Texte intégral
Mesdames et Messieurs,
Je suis ravi de vous accueillir pour un point de presse qui n'est pas exactement celui qui, traditionnellement, se tient au ministère des affaires étrangères. Je voudrais placer notre réunion sous deux patronages illustres : Brillat-Savarin, qui disait «La destinée des nations dépend de la manière dont elles se nourrissent» et le plus célèbre cuisinier de la fin du XIXe et du début du XXe siècle, Auguste Escoffier, qui disait : «L'art de la cuisine est une des formes les plus utiles de la diplomatie ».
Il y a de cela quelques mois, nos amis ici présents et singulièrement Alain Ducasse, mais aussi Guy Savoy et tous les chefs qui sont là, m'ont parlé d'un projet que j'ai trouvé formidable. Il s'agit d'organiser le même jour, le 19 mars, dans le monde entier, un repas à la française. À l'époque, c'était simplement une idée et maintenant, c'est une réalité grâce au talent de celles et ceux qui sont là.
Le 19 mars en effet, sur tous les continents du monde, il y aura un repas à la française - Alain Ducasse va vous en donner les spécificités - qui va illustrer ce qu'est notre gastronomie. Il y aura non seulement - vous donnerez certainement les chiffres Alain - plus de 1 000 restaurants qui ont été sélectionnés et j'ai pris la décision que dans 150 ambassades, les ambassadeurs inviteront un certain nombre de convives pour organiser un repas à la française.
Le même soir, au château de Versailles, nous inviterons la totalité des ambassadeurs des pays étrangers en poste à Paris plus un certain nombre de personnalités pour dire simplement, très modestement, que la gastronomie française fait partie de notre identité. Que cette gastronomie est l'une des meilleures et peut-être la meilleure du monde, en tout cas que nous sommes fiers d'elle et que cela fait donne une image positive de la France.
Alain Ducasse va vous dire comment les restaurants ont été sélectionnés et je veux dire que je suis extrêmement heureux de cette initiative. Je remercie beaucoup les chefs, non seulement celles et ceux qui font partie du jury mais, dans l'ensemble du monde, les chefs français et étrangers qui seront ces formidables ambassadeurs de la gastronomie française.
Quand on regarde ce qui compose l'image de la France et le meilleur de notre pays, la gastronomie et l'oenologie viennent au tout premier rang. On dira qu'il est étonnant que cet événement ait lieu au ministère des affaires étrangères. Pas du tout, parce que je m'occupe du rayonnement de notre pays à l'étranger et ce serait ne pas comprendre du tout ce qu'est notre rayonnement que de ne pas inclure au premier rang la gastronomie française qui a été, dans le passé, illustrée par de très grands chefs et qui, aujourd'hui, est illustrée par celles et ceux qui sont là et que je veux très chaleureusement remercier.

**Défis**:
**1)** Recopiez le passage de l'allocution sur la gastronomie française qui commence par « Il y a de cela » et se termine par « organiser un repas à la française. ».
**2)** D'après l'allocution sur la gastronomie française, dans combien d'ambassades les ambassadeurs inviteront-ils des convives à un repas à la française ?

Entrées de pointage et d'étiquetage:
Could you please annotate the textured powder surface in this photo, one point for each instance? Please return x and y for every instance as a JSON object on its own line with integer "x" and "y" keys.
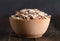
{"x": 31, "y": 14}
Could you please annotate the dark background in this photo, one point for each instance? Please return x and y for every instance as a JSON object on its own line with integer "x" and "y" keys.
{"x": 52, "y": 7}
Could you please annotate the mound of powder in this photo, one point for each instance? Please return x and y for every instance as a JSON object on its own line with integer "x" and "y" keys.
{"x": 31, "y": 14}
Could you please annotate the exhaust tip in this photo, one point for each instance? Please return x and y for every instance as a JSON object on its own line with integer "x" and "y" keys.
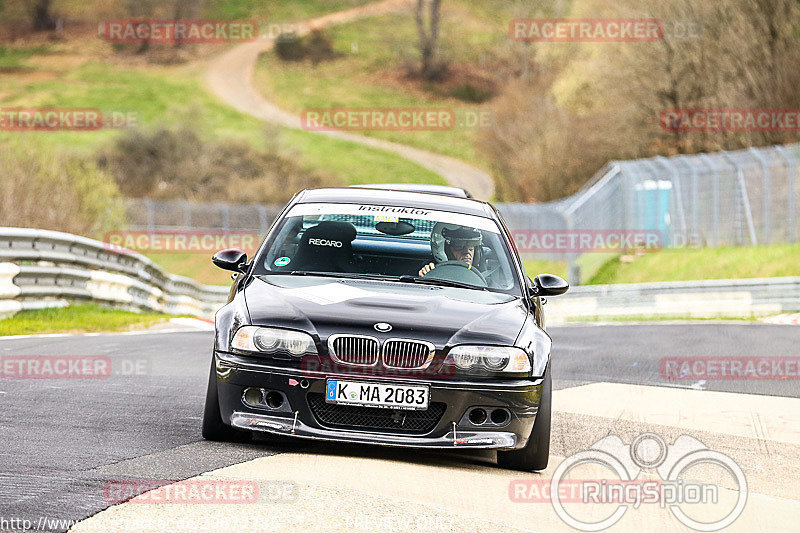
{"x": 500, "y": 416}
{"x": 253, "y": 396}
{"x": 477, "y": 416}
{"x": 274, "y": 399}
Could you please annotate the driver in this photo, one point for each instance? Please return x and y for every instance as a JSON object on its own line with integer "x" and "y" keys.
{"x": 453, "y": 243}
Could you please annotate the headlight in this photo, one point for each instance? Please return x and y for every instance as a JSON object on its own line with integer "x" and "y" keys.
{"x": 492, "y": 358}
{"x": 254, "y": 339}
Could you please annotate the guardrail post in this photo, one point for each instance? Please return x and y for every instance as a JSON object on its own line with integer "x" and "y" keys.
{"x": 790, "y": 185}
{"x": 751, "y": 229}
{"x": 766, "y": 194}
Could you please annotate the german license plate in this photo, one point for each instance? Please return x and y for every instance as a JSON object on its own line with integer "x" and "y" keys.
{"x": 386, "y": 395}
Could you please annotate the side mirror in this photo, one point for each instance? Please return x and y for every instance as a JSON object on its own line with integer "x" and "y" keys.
{"x": 231, "y": 259}
{"x": 549, "y": 285}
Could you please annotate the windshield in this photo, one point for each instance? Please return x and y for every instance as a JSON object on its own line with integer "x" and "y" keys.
{"x": 385, "y": 242}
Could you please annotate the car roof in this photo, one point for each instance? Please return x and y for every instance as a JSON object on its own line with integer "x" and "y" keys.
{"x": 420, "y": 187}
{"x": 358, "y": 195}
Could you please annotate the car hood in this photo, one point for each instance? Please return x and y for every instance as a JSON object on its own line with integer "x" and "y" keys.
{"x": 441, "y": 315}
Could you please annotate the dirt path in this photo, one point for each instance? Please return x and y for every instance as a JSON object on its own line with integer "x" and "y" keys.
{"x": 230, "y": 77}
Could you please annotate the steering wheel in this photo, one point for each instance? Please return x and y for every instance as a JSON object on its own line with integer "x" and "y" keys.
{"x": 457, "y": 271}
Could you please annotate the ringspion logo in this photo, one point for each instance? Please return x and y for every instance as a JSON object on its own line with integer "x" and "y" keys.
{"x": 692, "y": 503}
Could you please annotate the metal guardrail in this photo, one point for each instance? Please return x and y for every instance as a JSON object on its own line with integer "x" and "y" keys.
{"x": 736, "y": 198}
{"x": 690, "y": 299}
{"x": 40, "y": 268}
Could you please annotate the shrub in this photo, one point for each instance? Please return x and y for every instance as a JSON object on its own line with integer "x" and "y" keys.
{"x": 57, "y": 192}
{"x": 171, "y": 164}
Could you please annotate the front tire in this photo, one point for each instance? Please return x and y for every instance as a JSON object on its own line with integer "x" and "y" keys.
{"x": 536, "y": 453}
{"x": 213, "y": 427}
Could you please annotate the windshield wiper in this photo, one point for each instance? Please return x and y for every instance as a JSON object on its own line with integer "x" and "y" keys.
{"x": 440, "y": 282}
{"x": 344, "y": 275}
{"x": 402, "y": 279}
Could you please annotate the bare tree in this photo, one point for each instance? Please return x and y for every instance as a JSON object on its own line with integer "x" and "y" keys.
{"x": 429, "y": 38}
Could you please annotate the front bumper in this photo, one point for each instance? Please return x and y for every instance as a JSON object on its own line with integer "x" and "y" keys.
{"x": 296, "y": 417}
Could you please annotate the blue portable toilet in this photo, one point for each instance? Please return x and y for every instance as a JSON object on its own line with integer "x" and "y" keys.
{"x": 652, "y": 207}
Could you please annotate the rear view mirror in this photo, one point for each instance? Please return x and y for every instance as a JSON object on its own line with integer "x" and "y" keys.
{"x": 549, "y": 285}
{"x": 232, "y": 259}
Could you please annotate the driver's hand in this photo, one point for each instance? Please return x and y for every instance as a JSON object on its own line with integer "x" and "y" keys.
{"x": 427, "y": 268}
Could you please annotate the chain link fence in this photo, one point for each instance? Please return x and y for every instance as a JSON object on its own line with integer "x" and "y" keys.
{"x": 746, "y": 197}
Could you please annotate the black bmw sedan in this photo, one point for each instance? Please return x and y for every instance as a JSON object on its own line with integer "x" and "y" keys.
{"x": 385, "y": 317}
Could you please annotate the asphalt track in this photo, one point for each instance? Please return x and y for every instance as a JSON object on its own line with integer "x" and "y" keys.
{"x": 63, "y": 441}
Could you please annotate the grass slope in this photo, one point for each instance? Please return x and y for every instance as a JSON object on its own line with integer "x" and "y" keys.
{"x": 77, "y": 318}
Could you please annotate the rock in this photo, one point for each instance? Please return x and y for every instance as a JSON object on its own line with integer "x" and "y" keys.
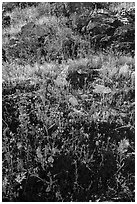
{"x": 101, "y": 89}
{"x": 124, "y": 71}
{"x": 73, "y": 101}
{"x": 61, "y": 79}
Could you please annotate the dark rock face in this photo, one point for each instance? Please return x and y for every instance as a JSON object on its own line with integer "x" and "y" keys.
{"x": 4, "y": 57}
{"x": 6, "y": 21}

**Solutions des défis**:
**1)**
Il y a de cela quelques mois, nos amis ici présents et singulièrement Alain Ducasse, mais aussi Guy Savoy et tous les chefs qui sont là, m'ont parlé d'un projet que j'ai trouvé formidable. Il s'agit d'organiser le même jour, le 19 mars, dans le monde entier, un repas à la française. À l'époque, c'était simplement une idée et maintenant, c'est une réalité grâce au talent de celles et ceux qui sont là.
Le 19 mars en effet, sur tous les continents du monde, il y aura un repas à la française - Alain Ducasse va vous en donner les spécificités - qui va illustrer ce qu'est notre gastronomie. Il y aura non seulement - vous donnerez certainement les chiffres Alain - plus de 1 000 restaurants qui ont été sélectionnés et j'ai pris la décision que dans 150 ambassades, les ambassadeurs inviteront un certain nombre de convives pour organiser un repas à la française.

**2)** Dans 150 ambassades.